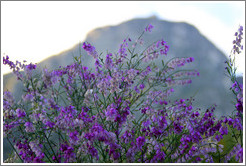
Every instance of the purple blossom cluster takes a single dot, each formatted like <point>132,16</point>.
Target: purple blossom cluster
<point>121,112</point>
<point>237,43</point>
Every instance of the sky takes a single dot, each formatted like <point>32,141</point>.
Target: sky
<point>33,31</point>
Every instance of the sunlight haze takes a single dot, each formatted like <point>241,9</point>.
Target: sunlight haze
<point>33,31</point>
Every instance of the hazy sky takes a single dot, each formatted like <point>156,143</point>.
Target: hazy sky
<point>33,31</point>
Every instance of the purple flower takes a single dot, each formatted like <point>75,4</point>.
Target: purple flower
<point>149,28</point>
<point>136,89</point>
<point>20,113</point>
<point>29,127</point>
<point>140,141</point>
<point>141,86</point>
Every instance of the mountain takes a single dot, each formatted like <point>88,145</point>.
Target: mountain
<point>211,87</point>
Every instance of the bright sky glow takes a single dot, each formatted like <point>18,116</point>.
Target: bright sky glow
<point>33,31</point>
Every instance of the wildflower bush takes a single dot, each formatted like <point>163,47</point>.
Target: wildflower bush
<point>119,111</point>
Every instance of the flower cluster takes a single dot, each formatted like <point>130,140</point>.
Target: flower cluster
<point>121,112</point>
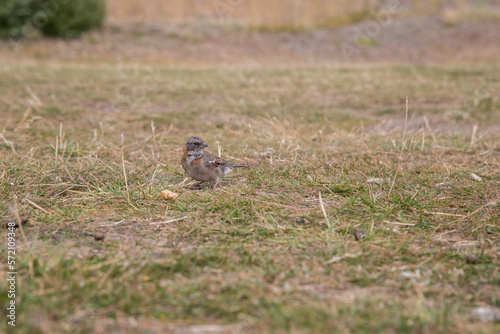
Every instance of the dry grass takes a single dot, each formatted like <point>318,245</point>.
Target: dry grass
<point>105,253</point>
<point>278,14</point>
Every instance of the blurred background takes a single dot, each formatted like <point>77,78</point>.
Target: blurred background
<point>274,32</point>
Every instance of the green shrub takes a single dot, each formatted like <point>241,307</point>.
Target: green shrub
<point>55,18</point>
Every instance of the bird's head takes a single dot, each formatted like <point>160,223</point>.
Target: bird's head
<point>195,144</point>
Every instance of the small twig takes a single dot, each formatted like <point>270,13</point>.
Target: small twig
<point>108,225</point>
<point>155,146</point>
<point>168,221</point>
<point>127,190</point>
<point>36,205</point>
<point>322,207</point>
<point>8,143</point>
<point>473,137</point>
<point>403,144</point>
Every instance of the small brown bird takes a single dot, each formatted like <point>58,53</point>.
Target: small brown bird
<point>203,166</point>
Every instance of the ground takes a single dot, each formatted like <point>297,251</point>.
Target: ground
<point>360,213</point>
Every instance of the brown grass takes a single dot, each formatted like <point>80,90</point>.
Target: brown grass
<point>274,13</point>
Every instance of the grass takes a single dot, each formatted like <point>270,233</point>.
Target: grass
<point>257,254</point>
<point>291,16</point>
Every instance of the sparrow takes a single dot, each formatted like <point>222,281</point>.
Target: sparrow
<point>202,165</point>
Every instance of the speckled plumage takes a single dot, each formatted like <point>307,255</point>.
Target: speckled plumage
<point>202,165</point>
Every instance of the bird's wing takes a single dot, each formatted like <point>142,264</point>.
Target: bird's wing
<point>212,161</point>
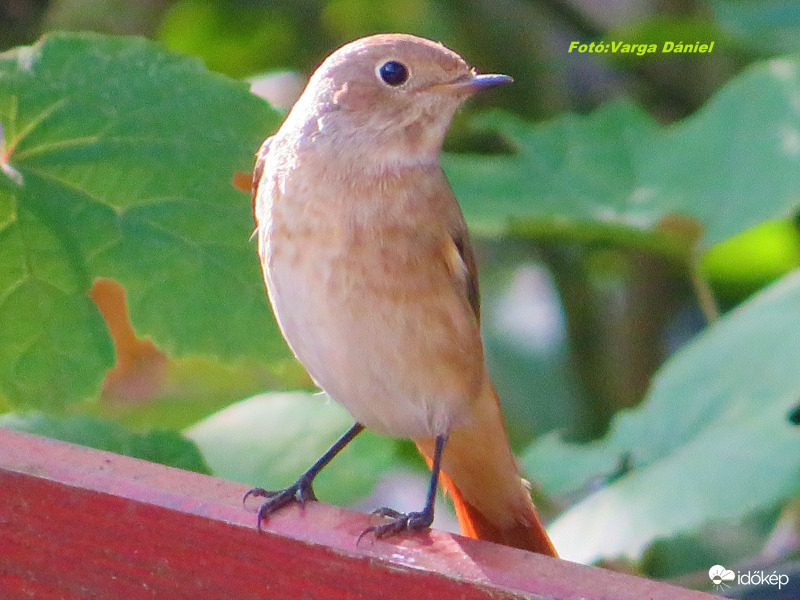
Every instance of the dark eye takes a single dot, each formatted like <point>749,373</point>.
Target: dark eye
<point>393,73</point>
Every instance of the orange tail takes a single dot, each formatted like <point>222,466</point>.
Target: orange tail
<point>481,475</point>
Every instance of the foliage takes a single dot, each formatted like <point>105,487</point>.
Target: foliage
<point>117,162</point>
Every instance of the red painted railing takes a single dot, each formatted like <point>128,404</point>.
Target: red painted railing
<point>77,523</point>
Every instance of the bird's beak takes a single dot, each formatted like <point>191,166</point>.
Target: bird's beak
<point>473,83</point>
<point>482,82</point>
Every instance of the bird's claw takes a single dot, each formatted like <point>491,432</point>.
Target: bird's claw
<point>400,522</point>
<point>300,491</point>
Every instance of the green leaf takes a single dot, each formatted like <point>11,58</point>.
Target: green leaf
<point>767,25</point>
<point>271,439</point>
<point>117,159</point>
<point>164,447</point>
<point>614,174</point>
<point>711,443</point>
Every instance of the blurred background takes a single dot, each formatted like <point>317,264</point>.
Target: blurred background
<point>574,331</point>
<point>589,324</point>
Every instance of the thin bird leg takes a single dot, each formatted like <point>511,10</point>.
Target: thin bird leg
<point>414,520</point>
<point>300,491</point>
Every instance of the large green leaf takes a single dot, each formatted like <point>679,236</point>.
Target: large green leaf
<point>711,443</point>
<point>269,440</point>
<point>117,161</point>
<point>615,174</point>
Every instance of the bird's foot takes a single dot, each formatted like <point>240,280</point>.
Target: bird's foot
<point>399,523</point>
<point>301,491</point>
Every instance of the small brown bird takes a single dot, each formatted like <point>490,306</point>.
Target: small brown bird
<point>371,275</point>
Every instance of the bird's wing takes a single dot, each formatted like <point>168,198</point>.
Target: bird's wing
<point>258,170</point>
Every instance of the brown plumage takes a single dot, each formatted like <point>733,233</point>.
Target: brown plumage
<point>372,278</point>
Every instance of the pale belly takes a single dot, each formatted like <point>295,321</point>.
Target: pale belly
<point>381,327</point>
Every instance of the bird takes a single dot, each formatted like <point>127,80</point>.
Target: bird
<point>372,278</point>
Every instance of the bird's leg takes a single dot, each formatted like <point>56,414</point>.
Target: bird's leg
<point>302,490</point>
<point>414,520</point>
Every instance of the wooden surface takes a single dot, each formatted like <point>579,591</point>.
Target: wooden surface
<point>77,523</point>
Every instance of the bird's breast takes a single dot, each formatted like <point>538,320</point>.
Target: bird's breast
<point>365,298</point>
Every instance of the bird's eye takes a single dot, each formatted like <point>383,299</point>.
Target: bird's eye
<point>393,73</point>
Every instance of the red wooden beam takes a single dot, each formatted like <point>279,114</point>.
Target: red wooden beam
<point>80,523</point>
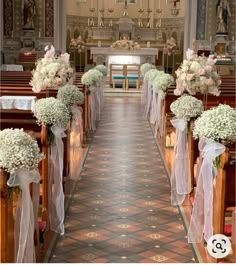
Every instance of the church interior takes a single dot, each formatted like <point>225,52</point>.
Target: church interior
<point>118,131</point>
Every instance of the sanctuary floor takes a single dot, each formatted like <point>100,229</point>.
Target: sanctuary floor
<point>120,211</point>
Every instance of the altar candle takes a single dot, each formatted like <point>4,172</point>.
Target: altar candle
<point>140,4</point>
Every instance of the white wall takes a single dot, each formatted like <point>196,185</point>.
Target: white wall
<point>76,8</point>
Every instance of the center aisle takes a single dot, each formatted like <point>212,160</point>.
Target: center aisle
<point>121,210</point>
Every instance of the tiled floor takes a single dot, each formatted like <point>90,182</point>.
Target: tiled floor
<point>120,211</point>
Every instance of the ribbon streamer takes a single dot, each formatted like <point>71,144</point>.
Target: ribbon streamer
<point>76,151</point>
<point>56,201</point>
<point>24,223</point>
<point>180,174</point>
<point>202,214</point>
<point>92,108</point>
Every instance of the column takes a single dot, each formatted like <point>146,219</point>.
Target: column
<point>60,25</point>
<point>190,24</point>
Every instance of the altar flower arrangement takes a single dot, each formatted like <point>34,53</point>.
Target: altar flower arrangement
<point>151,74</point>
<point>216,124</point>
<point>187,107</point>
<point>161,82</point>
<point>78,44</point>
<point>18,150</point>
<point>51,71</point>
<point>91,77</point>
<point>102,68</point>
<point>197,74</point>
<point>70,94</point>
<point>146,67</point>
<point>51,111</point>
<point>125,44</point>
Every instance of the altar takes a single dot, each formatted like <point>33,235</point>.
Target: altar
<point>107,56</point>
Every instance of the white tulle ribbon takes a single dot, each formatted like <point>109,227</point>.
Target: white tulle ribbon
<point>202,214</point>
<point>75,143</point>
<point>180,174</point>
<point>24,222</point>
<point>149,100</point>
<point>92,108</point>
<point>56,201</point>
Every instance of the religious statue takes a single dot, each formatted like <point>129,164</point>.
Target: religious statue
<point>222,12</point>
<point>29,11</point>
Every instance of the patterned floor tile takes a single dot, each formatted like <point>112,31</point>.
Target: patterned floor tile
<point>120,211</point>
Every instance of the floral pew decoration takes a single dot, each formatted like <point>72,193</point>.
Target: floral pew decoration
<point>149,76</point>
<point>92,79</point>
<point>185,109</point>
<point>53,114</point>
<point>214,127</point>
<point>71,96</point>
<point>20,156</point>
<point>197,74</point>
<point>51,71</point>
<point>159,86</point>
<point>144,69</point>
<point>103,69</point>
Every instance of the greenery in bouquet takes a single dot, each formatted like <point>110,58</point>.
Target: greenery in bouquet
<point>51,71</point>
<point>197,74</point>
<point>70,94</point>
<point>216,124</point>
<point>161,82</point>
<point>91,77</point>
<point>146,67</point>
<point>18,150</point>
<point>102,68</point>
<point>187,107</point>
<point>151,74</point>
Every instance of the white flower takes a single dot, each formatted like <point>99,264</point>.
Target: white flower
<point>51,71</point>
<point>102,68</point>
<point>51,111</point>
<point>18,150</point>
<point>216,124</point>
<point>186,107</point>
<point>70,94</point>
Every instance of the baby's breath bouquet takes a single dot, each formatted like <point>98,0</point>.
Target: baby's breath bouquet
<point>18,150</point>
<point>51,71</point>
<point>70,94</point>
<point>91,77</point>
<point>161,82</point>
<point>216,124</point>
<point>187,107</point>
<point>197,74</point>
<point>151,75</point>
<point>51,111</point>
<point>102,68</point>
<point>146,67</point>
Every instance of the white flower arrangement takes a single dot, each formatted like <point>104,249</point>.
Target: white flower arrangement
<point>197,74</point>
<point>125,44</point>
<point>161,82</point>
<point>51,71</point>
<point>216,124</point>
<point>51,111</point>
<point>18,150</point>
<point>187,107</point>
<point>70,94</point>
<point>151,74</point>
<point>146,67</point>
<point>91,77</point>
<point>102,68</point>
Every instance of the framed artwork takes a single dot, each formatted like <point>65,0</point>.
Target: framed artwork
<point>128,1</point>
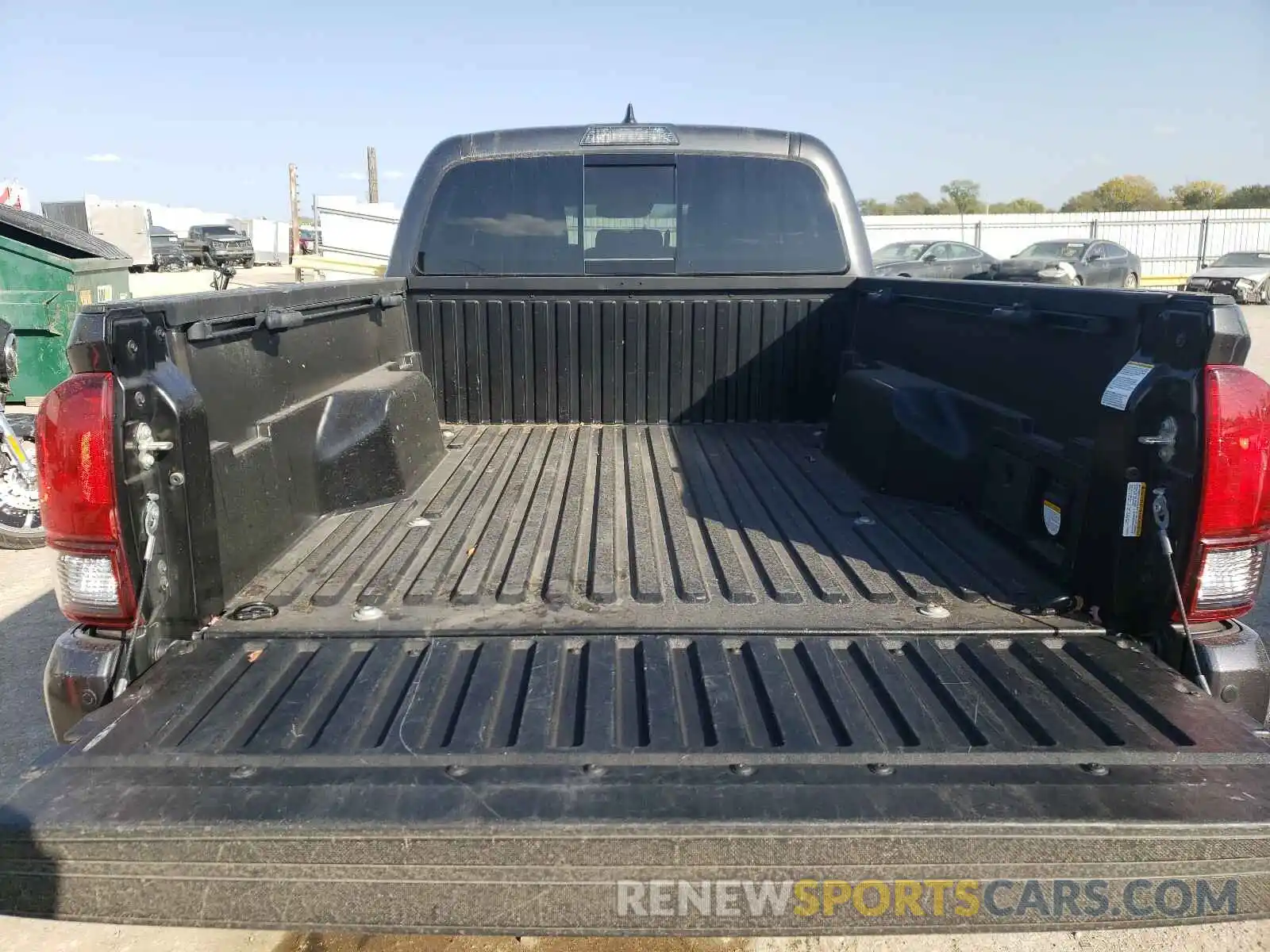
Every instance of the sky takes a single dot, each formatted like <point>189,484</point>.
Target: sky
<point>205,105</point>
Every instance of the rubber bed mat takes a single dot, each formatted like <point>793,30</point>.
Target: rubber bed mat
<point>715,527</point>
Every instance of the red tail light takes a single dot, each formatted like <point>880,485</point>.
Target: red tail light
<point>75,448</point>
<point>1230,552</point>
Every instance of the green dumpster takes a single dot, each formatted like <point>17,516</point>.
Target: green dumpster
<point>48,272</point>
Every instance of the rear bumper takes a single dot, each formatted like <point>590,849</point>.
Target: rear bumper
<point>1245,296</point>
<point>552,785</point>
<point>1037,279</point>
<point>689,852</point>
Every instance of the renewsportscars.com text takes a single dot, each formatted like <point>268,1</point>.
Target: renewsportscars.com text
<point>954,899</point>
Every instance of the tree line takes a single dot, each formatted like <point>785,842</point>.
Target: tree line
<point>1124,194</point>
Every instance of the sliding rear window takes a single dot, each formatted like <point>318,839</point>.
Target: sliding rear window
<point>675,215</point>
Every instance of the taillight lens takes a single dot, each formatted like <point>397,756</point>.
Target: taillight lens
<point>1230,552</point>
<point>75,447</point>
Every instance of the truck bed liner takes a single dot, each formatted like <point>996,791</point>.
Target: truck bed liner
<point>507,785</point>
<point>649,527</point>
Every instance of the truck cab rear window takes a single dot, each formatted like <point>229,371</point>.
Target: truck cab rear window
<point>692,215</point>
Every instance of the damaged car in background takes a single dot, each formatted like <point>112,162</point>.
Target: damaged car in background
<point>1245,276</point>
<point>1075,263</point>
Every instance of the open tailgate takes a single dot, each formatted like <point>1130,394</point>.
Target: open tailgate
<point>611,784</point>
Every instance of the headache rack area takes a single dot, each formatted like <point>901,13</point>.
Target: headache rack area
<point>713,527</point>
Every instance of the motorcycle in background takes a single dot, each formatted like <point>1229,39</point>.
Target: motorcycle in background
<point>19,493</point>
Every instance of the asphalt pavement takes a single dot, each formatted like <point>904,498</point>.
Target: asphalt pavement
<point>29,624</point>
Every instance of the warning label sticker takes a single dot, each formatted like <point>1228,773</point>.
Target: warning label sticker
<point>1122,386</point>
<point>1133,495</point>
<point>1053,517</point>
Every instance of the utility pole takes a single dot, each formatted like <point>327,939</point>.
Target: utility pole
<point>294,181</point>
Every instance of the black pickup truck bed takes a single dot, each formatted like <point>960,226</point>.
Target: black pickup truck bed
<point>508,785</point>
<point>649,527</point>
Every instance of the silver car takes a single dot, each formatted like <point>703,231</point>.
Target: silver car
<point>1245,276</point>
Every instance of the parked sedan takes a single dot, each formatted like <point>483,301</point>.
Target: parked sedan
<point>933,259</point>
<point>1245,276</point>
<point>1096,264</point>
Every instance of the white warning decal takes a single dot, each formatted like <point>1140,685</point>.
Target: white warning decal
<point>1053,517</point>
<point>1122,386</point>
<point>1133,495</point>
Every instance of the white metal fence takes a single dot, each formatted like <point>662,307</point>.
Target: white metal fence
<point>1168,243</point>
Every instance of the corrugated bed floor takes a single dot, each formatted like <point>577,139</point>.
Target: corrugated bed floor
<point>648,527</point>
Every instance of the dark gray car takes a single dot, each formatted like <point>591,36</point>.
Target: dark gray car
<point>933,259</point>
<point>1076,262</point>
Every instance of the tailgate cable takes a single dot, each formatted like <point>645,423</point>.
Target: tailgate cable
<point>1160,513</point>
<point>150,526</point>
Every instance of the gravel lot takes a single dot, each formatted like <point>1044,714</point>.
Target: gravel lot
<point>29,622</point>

☆ ☆ ☆ ☆ ☆ ☆ ☆

TASK DETAILS
Write out the material above exactly, from the line containing "Every instance of the speckled" up to and including the line containing "<point>482,82</point>", and leave the pictures out.

SOLVED EXERCISE
Every instance of the speckled plumage takes a single dot, each formatted like <point>307,255</point>.
Target: speckled plumage
<point>202,165</point>
Every instance of the bird's wing takes a single dot, each formatted like <point>142,264</point>.
Target: bird's wing
<point>212,161</point>
Every instance of the dark eye takes a single dot, each formatted like <point>749,373</point>.
Target: dark eye
<point>393,73</point>
Every instance of the orange tail takes a single dot, each formatted like <point>222,466</point>.
Target: orange tail
<point>481,475</point>
Every instance of the foliage takes a single dot, each formatted like <point>105,487</point>.
Target: foliage
<point>117,162</point>
Every instance of the red painted railing takes a single dot, each formatted like <point>128,404</point>.
Target: red painted railing
<point>77,523</point>
Every instance of the bird's beak takes a single dot, each formatted like <point>191,166</point>.
Target: bird's beak
<point>473,83</point>
<point>482,82</point>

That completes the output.